## WHAT TO WORK ON
1) Swap "debris on ground" for "litter on the ground" in the entries, starting at the line containing "For the evaluation set, spot each instance of the rear quarter" and ending at the last line of the entries. Write out only those lines, with everything else left as it is.
2) Extend the post on free shooting in photography, picking up right after its final sentence.

## ARTICLE
______________________________

This much said, though, I believe we often tend to overdo the thinking, maybe as a result of an uncertainty in how to approach a certain subject. As much as I a couple of weeks recommend to slow down and approach the capturing with mindfulness, I think it’s equally valuable to, at least from time to time, let go of all inhibitions, preconceived ideas and over-thinking.

I am a strong believe in what the renowned photographer Henri Cartier Bresson once stated: “Thinking should be done beforehand and afterwards—never while actually taking a photograph”.

One way of letting go, is through something one could call free shooting. You have probably heard about free writing. This is the idea of letting your ideas flow to paper. No concern is given to grammar, completeness, or final usage—just opening the door and let it flow. No idea or statement is too crazy. The same approach can be applied to photography. Thus the term free shooting.

With free shooting you let your imagination go wild. Try any idea that comes to mind. No concern should be given to limiting your composition, exposure, or any other technical or artistic considerations. Don’t hold back. This approach often works when trying to capture a fleeting moment, taken many shots in a row, hoping one may deliver the perfect image. Just letting go. What happens happens.

Free shooting is a way of getting you juices flowing.

Some time ago I photographed a roller derby tournament. It was a perfect event for using free shooting. There was so much energy and speed with the teams flying around the track, ever faster and more competitive as the competition evolved. There was certainly no time for a contemplative approach or slowing down for a more mindful approach. I just raised the camera and kept shooting without knowing what I got.

Have you ever tried free shooting? Besides, what is your favourite approach to your photography?

Facts about the photo: The photo was taken a Canon Eos 1D with a 16-35 mm lens set at 35 mm. The photo was processed in Lightroom and Photoshop.

80 thoughts on “Free Shooting

  1. All makes so much sense….Love the photo! My way is: just Do, ask questions later. Can get you into trouble but hey! The thing is …you need to ‘know’ your camera, got to be 2nd nature, makes life much easier!

  2. This is one of those priceless posts Otto. You use one of my favorite quotes as well from Henri Cartier Bresson: “Thinking should be done beforehand and afterwards—never while actually taking a photograph.” I like your explanation and value of ‘free-shooting’ because then it does not really matter your photographic style (slow or fast), but instead valuing the mood of the shoot. Just let it go and see what happens. Great advice. Also, great shot 🙂

  3. Love how the ‘free-shooting’ image turned out. Perfectly captured the action and whether by chance or design, the composition looks perfectly balanced 🙂

    As Randall (Dalo 2013) says, “just let it go and see what happens.”

    I suspect that with my less-than-perfect vision, I’m mostly concentrating on trying to get the subject in focus when on a nature walk….even with using Auto-focus all the time and trying not to get any camera shake. But then on the other hand, if I’m in the city centre doing street photography, its often a case of shoot first (and several shots very quickly) and just hope I end up with something interesting.

    Sometimes I capture something interesting, sometimes not. My street photography is more an instinctive thought, quickly spotted, that arouses my curiosity. I’m thinking, what is that person doing, or what is his/her intent in that particular second. Low light photography, which I love, but don’t often get a chance to do, is more about trying to capture an emotional response which I felt when I first spotted the scene. I love the mystery of low-light B & W photography. I love the wonder of trying to ascertain what story I want to tell with minimal light on the subject.

______________________________

## EXERCISE MATERIAL
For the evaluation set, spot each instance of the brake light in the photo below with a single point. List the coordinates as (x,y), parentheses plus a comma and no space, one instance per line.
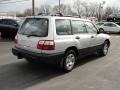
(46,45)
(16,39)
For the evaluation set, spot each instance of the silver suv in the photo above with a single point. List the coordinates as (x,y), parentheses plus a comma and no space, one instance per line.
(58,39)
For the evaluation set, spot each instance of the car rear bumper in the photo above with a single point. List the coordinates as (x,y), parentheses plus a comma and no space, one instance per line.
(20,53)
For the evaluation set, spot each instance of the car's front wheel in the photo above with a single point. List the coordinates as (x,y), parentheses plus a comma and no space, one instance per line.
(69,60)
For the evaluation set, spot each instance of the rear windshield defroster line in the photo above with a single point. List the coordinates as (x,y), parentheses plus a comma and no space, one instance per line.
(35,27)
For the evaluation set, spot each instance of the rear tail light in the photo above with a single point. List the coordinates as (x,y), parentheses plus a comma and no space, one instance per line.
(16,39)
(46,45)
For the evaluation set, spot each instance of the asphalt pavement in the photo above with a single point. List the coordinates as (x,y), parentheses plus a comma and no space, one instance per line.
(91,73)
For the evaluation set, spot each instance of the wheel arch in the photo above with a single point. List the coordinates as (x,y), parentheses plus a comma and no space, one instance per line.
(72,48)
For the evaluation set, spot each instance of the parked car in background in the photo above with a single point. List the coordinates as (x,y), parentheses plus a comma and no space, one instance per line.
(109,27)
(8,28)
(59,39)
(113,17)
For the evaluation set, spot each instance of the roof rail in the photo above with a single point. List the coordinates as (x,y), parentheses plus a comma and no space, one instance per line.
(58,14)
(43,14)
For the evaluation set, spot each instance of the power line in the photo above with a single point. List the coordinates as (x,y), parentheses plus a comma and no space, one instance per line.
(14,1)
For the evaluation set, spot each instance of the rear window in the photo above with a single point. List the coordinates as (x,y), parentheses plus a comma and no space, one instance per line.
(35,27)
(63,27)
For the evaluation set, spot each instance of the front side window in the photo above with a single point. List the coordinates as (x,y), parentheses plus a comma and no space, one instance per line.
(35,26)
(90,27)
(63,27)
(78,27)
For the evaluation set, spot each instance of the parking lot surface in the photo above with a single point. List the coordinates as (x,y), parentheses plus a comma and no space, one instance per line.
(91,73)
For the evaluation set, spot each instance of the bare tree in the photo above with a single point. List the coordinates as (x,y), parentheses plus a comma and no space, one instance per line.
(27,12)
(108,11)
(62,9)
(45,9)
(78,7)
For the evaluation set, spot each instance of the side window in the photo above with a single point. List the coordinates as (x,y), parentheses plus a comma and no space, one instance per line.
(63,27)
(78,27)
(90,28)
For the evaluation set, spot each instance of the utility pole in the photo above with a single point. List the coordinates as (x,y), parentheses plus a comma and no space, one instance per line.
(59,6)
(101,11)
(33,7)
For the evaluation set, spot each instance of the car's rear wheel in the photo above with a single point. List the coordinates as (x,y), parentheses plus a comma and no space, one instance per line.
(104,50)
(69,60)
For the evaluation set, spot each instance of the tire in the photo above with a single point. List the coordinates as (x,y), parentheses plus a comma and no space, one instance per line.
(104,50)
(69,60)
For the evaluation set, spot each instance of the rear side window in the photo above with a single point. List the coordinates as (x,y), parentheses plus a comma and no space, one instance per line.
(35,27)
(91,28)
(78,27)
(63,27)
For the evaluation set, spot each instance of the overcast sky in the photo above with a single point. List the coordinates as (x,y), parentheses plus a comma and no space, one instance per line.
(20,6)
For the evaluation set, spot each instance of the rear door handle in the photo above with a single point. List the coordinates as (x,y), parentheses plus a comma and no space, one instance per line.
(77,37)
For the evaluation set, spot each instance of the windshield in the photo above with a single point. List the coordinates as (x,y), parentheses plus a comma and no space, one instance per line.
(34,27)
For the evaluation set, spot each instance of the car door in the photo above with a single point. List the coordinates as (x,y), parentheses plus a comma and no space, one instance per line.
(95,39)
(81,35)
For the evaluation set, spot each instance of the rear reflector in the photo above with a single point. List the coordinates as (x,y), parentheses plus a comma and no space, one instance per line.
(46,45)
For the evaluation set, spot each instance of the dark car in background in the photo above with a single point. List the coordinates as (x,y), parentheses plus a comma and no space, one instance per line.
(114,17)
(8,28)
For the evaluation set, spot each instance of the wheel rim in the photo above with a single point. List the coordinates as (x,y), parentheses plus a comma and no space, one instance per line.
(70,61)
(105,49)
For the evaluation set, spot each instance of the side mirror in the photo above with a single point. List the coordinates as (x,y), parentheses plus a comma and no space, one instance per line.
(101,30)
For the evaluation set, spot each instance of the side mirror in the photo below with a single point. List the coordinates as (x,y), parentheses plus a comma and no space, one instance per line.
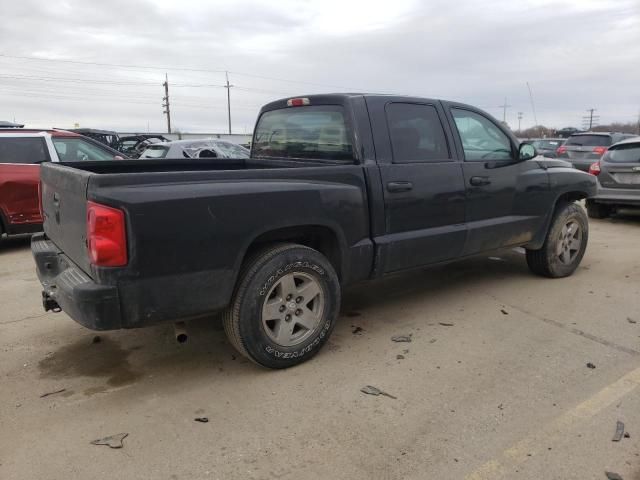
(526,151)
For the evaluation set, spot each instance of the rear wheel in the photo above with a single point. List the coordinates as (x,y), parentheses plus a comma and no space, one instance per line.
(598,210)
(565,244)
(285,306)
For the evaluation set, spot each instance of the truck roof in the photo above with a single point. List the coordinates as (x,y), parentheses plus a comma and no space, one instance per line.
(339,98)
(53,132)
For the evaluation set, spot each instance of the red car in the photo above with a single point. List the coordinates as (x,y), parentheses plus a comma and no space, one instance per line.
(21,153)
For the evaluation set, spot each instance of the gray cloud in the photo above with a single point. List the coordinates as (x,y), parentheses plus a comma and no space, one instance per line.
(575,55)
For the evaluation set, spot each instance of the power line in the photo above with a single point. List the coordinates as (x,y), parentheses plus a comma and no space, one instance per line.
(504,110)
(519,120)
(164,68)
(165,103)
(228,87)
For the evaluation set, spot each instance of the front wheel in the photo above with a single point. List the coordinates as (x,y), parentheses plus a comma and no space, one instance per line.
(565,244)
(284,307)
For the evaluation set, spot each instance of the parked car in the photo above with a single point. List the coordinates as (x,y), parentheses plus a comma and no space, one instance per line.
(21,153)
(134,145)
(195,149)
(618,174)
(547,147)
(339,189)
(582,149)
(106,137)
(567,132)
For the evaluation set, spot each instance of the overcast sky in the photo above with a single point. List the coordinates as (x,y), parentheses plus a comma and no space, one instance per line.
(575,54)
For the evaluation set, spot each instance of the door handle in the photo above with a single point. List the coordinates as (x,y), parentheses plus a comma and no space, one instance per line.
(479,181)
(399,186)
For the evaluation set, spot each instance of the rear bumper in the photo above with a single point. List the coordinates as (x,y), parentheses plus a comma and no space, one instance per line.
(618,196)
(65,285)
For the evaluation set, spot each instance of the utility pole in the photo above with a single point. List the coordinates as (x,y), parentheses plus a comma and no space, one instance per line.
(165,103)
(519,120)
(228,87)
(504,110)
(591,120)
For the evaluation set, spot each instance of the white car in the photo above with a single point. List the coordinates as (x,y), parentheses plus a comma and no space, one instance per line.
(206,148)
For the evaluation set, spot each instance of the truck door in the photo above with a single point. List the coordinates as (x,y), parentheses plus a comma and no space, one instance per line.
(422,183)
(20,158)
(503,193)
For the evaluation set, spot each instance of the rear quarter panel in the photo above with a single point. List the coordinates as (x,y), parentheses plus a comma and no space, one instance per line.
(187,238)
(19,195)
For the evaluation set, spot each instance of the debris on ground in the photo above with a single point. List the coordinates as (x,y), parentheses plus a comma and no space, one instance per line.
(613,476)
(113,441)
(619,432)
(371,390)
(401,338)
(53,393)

______________________________

## FINAL RESULTS
1)
For the evaluation set, spot each instance of the rear quarter panel in the photo above with a single point. List the coordinates as (x,y), parentheses plus a comma and no space, one instance per line.
(187,238)
(19,195)
For the evaluation set, spot each instance of the litter on the ground in the photo above with a single point. List the coordinates as (x,y), parentheses plus a comma and no space, one instance per line.
(613,476)
(113,441)
(619,432)
(371,390)
(401,338)
(53,393)

2)
    I was chatting to another amateur photographer in my apartment building the other day and he said he goes to a particular landscape location to capture the scene and light at a particular time and then, he’s able to edit the image to bring out all the spectacular light and colour. I suspect he’s more interested in the technical side of making a spectacular image, not a random shot with whatever the light is on the day with no (or minimal editing) as I prefer to shoot. I’m not sure I like over-processed nature images – just a tweak of the contrast and maybe focus.

    1. You comment only shows that there are many approaches to photography. Not all fits with everybody’s temperament or way of being. However, your different ways of shooting, whether street photography or during nature walks, also shows each of us can benefit from changing the approach.

  4. I love the comparison of free-shooting with free writing, which often yields wonderful prose or poetry. I’ll have to consider both approaches, contemplative and free-shooting, when I’m out on photo walks. 🙂

  5. You’ve just given me a new way to see a few photos I have in my files. One afternoon, I was chasing butterflies at a wildlife refuge. I took photo after photo, mostly on the run (literally) and many were truly unacceptable: especially the ones where I didn’t get the butterfly in the frame.

    But a few were strangely mysterious, and while they didn’t meet my usual criteria for being in focus and so on, they were sort of intriguing — so much so that I gave one a title and tucked it away. Maybe I’ll post it on my photo blog, and see what the reaction is.

    1. I meant to ask: is it my bad memory, or have you changed the title of your blog from “In Flow” to “In Flow With Otto”? I like the way the title flows now.

    2. We often have preconceived ideas about what is a good photograph and what isn’t. Instead we should look and evaluate with open eyes. And then maybe you will find photos that are strangely mysterious. Sounds like fun photos.

  6. For me as a mostly wildlife photographer, free shooting is sometimes all you can do. If the animals are moving fast, or the action is happening right then, I just shoot. I am getting better at not being a spray and pray shooter however. But, if the animal is resting, or still, or if I want to capture the landscape, then I am getting way better at thoughtfully composing my shots.

  7. I think my approach changes from time to time. Some days I take a slow and contemplative approach. Other days, I free shoot like a crazy person. I think some of my most creative photographs come from those days I am free shooting and not overthinking everything. They are not always the shots that other people like, but they are usually the photographs I like best. Thank you for another great post, Otto. Your posts always give me something to think about. 🙂
    I love that image. It expresses the movement and action so well.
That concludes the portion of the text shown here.